PARTES DO EXERCÍCIO
**A.** Responda com base no excerto:
(i) A que rádio falou o presidente do PS?
(ii) Com que dois adjetivos Marcelo Rebelo de Sousa classificou a exigência de Cavaco Silva?
(iii) Em que cidade Marcelo Rebelo de Sousa falou aos jornalistas?
**B.** Por favor, indique se cada afirmação está de acordo com o excerto, respondendo sim ou não e citando as palavras que decidem:
(i) Henrique Neto admite convocar eleições antecipadas se chegar à Presidência.
(ii) Sampaio da Nóvoa considerou as medidas adequadas.
(iii) Marcelo Rebelo de Sousa afirma que o sistema financeiro está em crise.
**C.** Liste todos os candidatos à Presidência da República mencionados no excerto.

EXCERTO

À TSF, o presidente do PS explicou ainda que "todas as questões que o Presidente da República coloca são questões que têm feito parte do debate político diário e que têm sido esclarecidos pelo próprio líder do partido ou outros dirigentes do PS”.

Candidatos a Belém apoiam Costa, só Neto admite eleições antecipadas
LUSA e PÚBLICO 23/11/2015 - 17:34 (actualizado às 19:39) / PÚBLICO

Marcelo Rebelo de Sousa classifica exigência de Cavaco como “estranha” e “insólita”, Sampaio da Nóvoa fala de medidas “excessivas” e Henrique Neto pondera avançar para eleições antecipadas caso chegue à Presidência.

Nenhum dos candidatos à Presidência da República que já se pronunciaram deixou incólume o actual detentor do cargo. Marcelo Rebelo de Sousa considerou “estranha e insólita” a exigência de Cavaco Silva ao PS relativa ao sistema financeiro, criticando o facto de levantar dúvidas sobre a estabilidade do mesmo.

"Parece-me bem a exigência de que a base de apoio garanta a confiança ao Governo, parece-me bem a garantia da aprovação do primeiro orçamento, parece-me estranha a exigência relativa ao sistema financeiro, falando da situação e do equilíbrio do sistema financeiro. Deixa dúvidas sobre se o sistema financeiro está neste momento em crise, que não está", disse Marcelo de Rebelo de Sousa aos jornalistas, em Lisboa.

(Dados de ancoragem de expressões)
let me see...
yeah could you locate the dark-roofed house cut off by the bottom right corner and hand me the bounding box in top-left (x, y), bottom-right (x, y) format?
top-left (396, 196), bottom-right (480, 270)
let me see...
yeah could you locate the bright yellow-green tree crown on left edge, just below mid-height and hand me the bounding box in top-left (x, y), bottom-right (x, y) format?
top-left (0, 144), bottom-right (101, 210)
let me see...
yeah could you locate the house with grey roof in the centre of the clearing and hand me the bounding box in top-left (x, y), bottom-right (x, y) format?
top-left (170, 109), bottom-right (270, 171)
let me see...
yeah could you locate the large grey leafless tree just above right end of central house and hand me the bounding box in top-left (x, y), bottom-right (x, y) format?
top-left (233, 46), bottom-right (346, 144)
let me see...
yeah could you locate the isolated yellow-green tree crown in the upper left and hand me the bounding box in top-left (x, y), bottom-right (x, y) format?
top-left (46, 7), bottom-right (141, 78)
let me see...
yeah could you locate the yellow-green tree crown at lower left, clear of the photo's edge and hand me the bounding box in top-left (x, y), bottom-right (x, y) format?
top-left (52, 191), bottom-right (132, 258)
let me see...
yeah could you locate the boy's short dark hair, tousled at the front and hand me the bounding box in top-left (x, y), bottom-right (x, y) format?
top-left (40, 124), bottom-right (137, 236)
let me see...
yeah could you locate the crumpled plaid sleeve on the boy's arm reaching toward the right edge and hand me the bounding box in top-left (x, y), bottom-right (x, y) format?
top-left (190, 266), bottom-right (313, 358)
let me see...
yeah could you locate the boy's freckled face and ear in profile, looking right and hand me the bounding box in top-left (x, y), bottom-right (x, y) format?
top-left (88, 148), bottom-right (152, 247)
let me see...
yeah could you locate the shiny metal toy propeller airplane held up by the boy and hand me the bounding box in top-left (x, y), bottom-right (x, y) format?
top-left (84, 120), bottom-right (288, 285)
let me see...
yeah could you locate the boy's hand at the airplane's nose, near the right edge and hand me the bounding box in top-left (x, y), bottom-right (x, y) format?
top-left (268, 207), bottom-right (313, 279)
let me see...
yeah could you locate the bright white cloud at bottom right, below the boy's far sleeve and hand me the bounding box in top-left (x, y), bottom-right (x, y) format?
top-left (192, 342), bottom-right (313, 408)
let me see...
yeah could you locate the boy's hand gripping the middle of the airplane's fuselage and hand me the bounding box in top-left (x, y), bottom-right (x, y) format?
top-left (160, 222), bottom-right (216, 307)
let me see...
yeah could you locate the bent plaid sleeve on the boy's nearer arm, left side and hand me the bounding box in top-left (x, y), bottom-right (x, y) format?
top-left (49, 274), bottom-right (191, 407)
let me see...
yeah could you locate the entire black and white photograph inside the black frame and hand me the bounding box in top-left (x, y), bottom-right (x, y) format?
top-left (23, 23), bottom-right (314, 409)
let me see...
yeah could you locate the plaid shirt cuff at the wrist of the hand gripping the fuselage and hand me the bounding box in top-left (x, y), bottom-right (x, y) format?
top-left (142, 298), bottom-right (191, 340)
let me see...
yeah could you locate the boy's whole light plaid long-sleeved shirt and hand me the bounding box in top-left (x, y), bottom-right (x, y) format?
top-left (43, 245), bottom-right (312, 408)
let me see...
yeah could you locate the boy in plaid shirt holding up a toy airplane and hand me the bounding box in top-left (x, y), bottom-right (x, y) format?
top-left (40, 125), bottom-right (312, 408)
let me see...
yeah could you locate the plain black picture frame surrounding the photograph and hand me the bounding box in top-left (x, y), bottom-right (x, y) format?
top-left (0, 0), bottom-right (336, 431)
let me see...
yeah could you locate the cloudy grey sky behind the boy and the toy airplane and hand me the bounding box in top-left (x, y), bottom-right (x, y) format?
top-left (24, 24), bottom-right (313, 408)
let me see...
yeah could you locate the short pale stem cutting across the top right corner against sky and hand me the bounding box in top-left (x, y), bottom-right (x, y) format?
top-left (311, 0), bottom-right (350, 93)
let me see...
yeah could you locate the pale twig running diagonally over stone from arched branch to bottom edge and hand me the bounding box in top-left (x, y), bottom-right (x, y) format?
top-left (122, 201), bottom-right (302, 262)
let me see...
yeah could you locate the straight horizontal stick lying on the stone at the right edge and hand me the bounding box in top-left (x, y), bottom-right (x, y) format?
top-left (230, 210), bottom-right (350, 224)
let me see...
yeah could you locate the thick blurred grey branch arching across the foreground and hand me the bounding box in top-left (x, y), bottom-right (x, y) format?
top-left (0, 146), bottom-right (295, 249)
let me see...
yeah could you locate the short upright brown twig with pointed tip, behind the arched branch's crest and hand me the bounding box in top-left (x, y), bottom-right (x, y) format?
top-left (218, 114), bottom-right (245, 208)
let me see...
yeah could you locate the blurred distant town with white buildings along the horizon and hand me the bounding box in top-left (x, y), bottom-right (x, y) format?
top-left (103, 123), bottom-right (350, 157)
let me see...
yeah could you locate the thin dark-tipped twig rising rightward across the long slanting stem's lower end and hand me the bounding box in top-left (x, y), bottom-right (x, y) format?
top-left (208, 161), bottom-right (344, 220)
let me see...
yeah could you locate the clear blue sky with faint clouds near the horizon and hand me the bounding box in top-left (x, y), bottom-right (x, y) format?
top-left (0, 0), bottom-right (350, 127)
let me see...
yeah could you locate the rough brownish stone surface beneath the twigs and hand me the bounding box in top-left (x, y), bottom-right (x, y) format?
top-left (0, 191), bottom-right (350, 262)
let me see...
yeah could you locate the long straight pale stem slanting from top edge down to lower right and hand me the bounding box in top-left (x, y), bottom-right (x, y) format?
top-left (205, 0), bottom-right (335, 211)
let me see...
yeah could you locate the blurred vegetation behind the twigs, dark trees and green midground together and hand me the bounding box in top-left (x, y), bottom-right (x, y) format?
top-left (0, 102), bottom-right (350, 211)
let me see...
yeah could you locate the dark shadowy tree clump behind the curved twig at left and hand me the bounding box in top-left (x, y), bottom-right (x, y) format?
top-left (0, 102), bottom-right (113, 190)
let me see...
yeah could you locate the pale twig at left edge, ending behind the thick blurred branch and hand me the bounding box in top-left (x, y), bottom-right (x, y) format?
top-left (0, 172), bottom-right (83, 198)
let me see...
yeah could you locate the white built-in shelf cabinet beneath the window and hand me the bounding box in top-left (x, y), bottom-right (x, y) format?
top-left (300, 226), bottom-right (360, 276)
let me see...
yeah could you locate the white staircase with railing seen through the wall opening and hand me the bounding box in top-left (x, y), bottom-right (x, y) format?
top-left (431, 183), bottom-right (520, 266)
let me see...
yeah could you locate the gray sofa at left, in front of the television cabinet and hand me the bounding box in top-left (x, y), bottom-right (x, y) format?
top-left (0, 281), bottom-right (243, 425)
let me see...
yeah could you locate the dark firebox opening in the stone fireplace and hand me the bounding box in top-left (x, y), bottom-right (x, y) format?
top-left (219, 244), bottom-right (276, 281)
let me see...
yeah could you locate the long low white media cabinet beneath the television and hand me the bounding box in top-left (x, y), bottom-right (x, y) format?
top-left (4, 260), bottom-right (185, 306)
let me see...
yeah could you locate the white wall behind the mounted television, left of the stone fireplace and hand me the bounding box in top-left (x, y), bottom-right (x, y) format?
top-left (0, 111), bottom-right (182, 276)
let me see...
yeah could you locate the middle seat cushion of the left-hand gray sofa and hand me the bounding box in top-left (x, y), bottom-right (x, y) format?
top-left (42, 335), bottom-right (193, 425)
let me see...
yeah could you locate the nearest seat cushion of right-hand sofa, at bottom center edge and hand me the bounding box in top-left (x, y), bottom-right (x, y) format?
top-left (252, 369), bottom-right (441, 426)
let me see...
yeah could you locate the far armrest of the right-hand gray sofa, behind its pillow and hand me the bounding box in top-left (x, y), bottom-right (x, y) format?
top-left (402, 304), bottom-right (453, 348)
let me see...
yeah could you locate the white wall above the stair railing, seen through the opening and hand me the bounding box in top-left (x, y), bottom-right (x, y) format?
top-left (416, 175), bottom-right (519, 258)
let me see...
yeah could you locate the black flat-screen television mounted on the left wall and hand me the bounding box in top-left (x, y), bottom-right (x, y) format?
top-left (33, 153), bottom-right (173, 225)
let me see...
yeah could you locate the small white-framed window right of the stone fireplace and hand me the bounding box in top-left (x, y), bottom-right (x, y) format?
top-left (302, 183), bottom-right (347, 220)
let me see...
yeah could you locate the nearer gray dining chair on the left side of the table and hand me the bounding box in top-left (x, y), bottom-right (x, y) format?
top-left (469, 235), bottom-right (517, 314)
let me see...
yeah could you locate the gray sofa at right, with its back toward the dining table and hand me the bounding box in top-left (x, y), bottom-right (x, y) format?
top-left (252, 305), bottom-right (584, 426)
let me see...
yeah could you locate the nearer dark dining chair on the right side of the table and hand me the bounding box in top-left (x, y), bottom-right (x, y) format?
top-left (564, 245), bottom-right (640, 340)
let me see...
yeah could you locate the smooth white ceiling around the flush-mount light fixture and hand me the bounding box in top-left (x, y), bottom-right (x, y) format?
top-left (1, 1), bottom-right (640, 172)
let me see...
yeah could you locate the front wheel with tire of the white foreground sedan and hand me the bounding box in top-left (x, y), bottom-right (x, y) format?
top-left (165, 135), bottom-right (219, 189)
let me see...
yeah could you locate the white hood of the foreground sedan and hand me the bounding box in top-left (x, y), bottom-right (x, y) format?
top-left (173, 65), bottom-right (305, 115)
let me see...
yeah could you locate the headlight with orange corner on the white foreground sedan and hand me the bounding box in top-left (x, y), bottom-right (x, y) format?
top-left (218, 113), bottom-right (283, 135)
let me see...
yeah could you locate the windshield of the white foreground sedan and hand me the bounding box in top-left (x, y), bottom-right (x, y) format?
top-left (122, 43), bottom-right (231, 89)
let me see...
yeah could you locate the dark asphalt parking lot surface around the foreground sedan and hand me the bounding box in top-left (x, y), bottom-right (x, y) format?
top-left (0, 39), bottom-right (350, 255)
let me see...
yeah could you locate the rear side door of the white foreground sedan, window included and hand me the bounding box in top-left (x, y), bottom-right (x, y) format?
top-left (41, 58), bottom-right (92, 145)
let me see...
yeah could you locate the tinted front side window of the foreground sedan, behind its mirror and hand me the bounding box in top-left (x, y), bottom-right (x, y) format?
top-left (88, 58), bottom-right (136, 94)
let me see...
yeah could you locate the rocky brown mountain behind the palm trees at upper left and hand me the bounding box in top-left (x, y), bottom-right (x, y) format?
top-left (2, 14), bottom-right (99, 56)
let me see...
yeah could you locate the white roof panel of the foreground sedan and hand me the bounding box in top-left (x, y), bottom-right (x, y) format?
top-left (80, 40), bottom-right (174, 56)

RESPOSTAS
**A.**
(i) À TSF.
(ii) "Estranha" e "insólita".
(iii) Em Lisboa.

**B.**
(i) Sim: "Henrique Neto pondera avançar para eleições antecipadas caso chegue à Presidência".
(ii) Não: "Sampaio da Nóvoa fala de medidas “excessivas”".
(iii) Não: "Deixa dúvidas sobre se o sistema financeiro está neste momento em crise, que não está".

**C.** Marcelo Rebelo de Sousa, Sampaio da Nóvoa e Henrique Neto.